EXERCISE: The data must be given again exactly as written, with all images omitted.

Entries taken from a collection:
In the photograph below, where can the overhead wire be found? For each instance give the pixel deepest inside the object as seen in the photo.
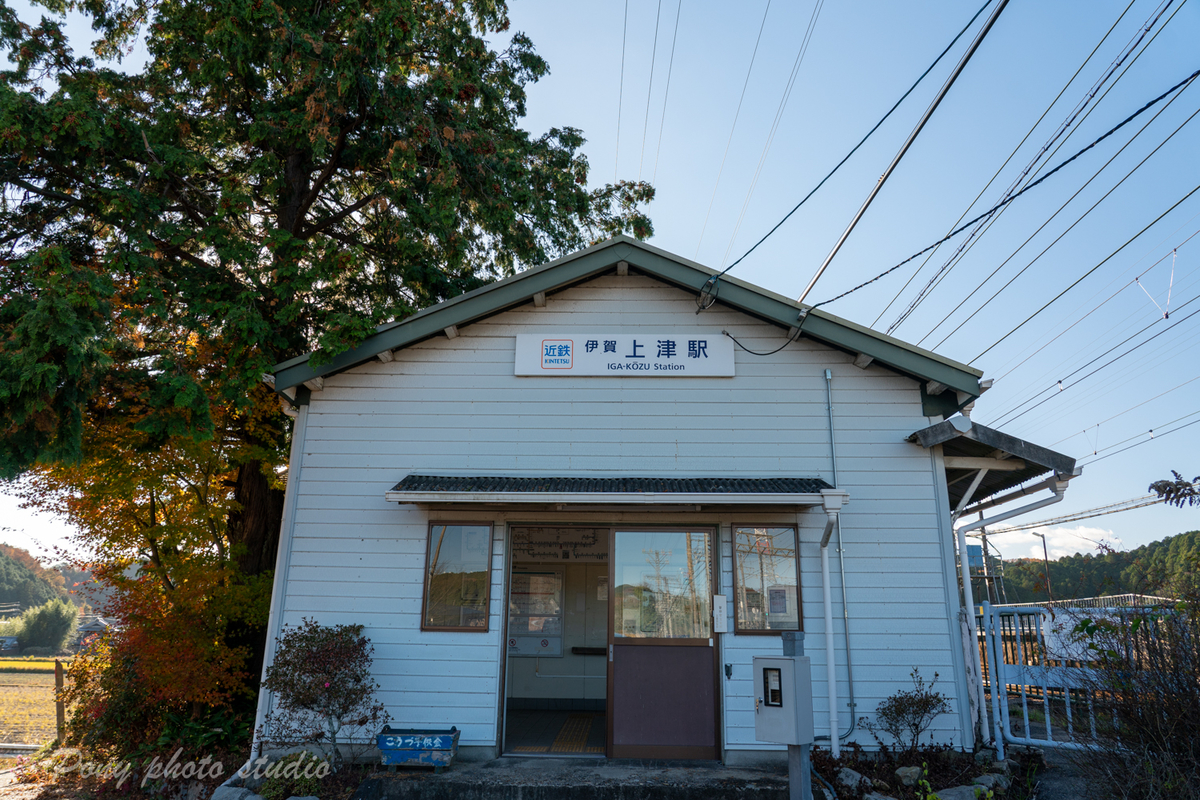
(732, 128)
(666, 94)
(1152, 438)
(963, 253)
(1002, 419)
(1089, 513)
(649, 88)
(1011, 199)
(1133, 372)
(1063, 127)
(774, 126)
(1092, 350)
(709, 289)
(1137, 347)
(1019, 145)
(1083, 277)
(1039, 347)
(621, 92)
(1069, 228)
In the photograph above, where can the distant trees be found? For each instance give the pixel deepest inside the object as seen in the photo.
(1168, 567)
(19, 583)
(47, 626)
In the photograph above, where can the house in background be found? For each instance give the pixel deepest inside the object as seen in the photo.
(569, 509)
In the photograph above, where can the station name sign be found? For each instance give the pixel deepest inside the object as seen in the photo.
(647, 355)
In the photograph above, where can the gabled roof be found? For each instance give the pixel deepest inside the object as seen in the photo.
(603, 258)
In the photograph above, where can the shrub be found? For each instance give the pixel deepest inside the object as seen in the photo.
(1146, 692)
(298, 775)
(906, 715)
(322, 684)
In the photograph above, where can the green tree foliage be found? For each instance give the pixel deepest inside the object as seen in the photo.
(1169, 567)
(280, 178)
(19, 584)
(49, 626)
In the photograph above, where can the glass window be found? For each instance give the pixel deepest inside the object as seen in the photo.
(663, 584)
(456, 577)
(766, 581)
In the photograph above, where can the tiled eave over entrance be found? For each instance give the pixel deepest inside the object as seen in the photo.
(646, 493)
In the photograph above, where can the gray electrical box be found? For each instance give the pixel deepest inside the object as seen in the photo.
(783, 699)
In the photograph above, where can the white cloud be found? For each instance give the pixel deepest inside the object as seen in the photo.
(1061, 541)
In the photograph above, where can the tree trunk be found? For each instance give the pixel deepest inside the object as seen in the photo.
(253, 533)
(255, 527)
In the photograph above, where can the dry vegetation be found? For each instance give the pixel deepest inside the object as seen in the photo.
(27, 707)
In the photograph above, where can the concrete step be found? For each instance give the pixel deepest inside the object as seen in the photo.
(561, 779)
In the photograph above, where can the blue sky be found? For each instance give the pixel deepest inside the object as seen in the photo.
(861, 58)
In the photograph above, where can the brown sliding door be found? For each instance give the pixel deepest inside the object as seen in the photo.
(661, 655)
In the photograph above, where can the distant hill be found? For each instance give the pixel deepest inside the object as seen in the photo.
(84, 588)
(24, 581)
(1169, 567)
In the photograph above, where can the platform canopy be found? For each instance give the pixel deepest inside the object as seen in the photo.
(969, 447)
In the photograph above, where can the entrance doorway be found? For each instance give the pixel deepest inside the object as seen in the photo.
(663, 661)
(610, 643)
(556, 683)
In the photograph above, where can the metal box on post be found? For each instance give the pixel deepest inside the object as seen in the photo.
(783, 699)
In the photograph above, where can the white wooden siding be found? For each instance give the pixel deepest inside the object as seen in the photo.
(455, 407)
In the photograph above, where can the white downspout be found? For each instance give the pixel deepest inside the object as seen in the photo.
(282, 561)
(832, 505)
(969, 600)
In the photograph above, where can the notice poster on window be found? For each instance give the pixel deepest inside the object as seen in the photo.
(778, 599)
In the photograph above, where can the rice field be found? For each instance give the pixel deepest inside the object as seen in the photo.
(27, 702)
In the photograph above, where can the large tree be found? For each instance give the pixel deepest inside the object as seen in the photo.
(281, 176)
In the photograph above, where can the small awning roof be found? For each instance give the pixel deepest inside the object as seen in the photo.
(611, 491)
(969, 446)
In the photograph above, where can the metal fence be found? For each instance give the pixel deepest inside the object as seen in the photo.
(1036, 675)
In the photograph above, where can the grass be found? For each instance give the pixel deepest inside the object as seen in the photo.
(28, 663)
(27, 708)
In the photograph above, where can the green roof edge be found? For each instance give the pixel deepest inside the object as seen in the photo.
(598, 259)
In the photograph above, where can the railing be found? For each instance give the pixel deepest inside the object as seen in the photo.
(1027, 655)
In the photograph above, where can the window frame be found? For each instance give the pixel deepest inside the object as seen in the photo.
(487, 579)
(736, 584)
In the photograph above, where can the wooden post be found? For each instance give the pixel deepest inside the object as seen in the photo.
(59, 708)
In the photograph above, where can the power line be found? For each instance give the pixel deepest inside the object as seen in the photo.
(733, 127)
(1115, 507)
(982, 228)
(1152, 438)
(774, 126)
(912, 137)
(1103, 302)
(988, 212)
(1097, 425)
(1109, 257)
(1013, 419)
(666, 95)
(1072, 227)
(649, 88)
(621, 92)
(861, 143)
(1019, 145)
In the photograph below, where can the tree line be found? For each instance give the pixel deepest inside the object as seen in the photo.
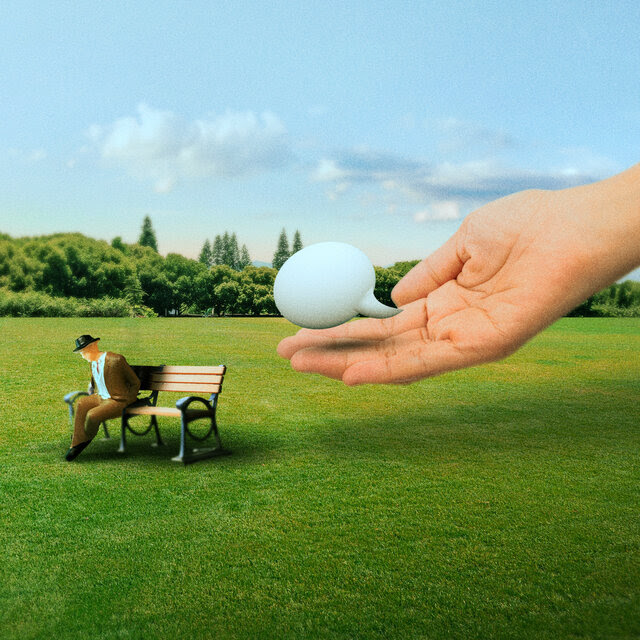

SOLUTION BELOW:
In the photograph below, where can the overhead wire be found? For each instance give the pixel deepest inside the object as seen in the photo.
(732, 128)
(666, 94)
(1152, 438)
(963, 253)
(1002, 419)
(1089, 513)
(649, 88)
(1011, 199)
(1133, 372)
(1063, 127)
(774, 126)
(1092, 350)
(709, 289)
(1137, 347)
(1019, 145)
(1083, 277)
(1039, 347)
(621, 92)
(1069, 228)
In the photograph above, where can the distant trees be found? For each instance give the pixel deepest inside the object as seen in the photo.
(1168, 567)
(19, 583)
(47, 626)
In the photograph above, where can the house in background be found? For each instance give the pixel deepest inside the object as seen in the photo.
(569, 509)
In the photograph above, where can the station name sign be found? For each instance give the pixel deepest inside the object as seen in the photo.
(647, 355)
In the photograph above, where can the gabled roof be found? For each instance give the pixel deepest inside the object as seen in the photo.
(603, 258)
In the photograph above, where can the shrub be found? For each instance give the pixel deepest inside the object as seen in the photo.
(1146, 692)
(298, 775)
(906, 715)
(322, 684)
In the photograph above, where can the green tree foliage be found? For each instance give the pixel deepest inside the object as seen in the photo.
(1169, 567)
(280, 178)
(19, 584)
(49, 626)
In the photograph above, where can the glass window be found? For each instance give the pixel deepest inside the object as seen in the photo.
(663, 584)
(456, 577)
(766, 581)
In the photograph above, where can the tiled eave over entrance be found? For each instance give the pixel deepest inside the object as seen in the photo.
(646, 493)
In the photograph above, where can the gray electrical box be found? For each instance give the pixel deepest inside the object as seen in the photo.
(783, 699)
In the photograph above, where can the white cloud be found? For each instance give the pixel deepest inside the object as seen in the photo.
(1061, 541)
In the photograph above, where can the tree trunk be found? For each instance give the pixel deepest inside the object as seen in the photo.
(253, 533)
(255, 527)
In the photograph above, where can the dry vegetation be found? For each instance give the pixel deepest inside the object as seen in the photo.
(27, 707)
In the photograph above, where can the concrete step be found? For each instance give the pixel deepest inside the object as seen in the photo.
(561, 779)
In the photograph above, where can the blue sky be found? For each instance give the pixel deepest inside the object as seen in the photo.
(861, 58)
In the photograph above, where can the brown sliding door be found? For each instance give the pixel deepest inside the object as seen in the photo.
(661, 655)
In the photograph above, where can the distant hill be found? For each instance give the pixel deepest inside the object as seen in the photo.
(84, 588)
(24, 581)
(1169, 567)
In the photograph above, where can the platform canopy be found? For each instance give the pixel deepest inside the object as seen in the photo.
(969, 447)
In the photograph above, where can the entrance doorway be found? For each instance give the pixel deepest inside the object as seen in the photo.
(663, 661)
(610, 643)
(556, 683)
In the photograph above, where can the metal box on post be found? For each instance give the pixel deepest inside the object as seen in the photo.
(783, 699)
In the photograph above, where can the white wooden siding be found? For each instance give the pixel deepest inside the object as seen in the photo.
(455, 407)
In the photograph above, where can the white downspout be found? For each instance give the pixel deepest inside the object as seen in the photo.
(282, 561)
(832, 505)
(969, 600)
In the photograph above, where can the notice poster on window be found? For each instance give the pixel deepest inside the object as seen in the photo.
(778, 599)
In the photograph above, where can the rice field be found? For each instance give the pixel deepest inside the object as seen in the photo.
(27, 702)
In the photograph above, where can the large tree be found? For each instance give the pixel deepest inside the object as seen in the photo.
(281, 176)
In the photograph above, where can the small awning roof be found? For each instance give the pixel deepest inside the object as seen in the photo.
(611, 491)
(969, 446)
In the photograph above, where can the metal fence be found? For each instance give the pixel deepest inside the object as seen in the photo.
(1036, 675)
In the photograph above, where can the grass be found? For each instance give the pixel deepest inside the object as seen in the photo.
(28, 663)
(27, 708)
In the photograph above, where can the green roof edge be found? For each instance give the pixel deepest inside the object as seen in the photo.
(598, 259)
In the photograph above, where can the railing be found? For each instance give the pixel deepest inside the object as seen in the photo.
(1027, 655)
In the photograph above, where can the window frame be found? For each instance give the pixel deepest inside the object as seen in the photo.
(487, 579)
(736, 584)
In the photograph above, where can the wooden post be found? For each instance give the pixel deepest inside the object as seen in the photo.
(59, 708)
In the photograph above, where can the power line be found? For each instance give the pixel deepest inside the object as seen in the photo.
(733, 127)
(1115, 507)
(982, 228)
(1152, 438)
(774, 126)
(912, 137)
(1103, 302)
(988, 212)
(1097, 425)
(1109, 257)
(1013, 419)
(666, 95)
(1072, 227)
(649, 88)
(621, 92)
(861, 143)
(1019, 145)
In the photograph below, where can the tree line be found? For each instance give the pixel deepest inside the object as seen in the photo.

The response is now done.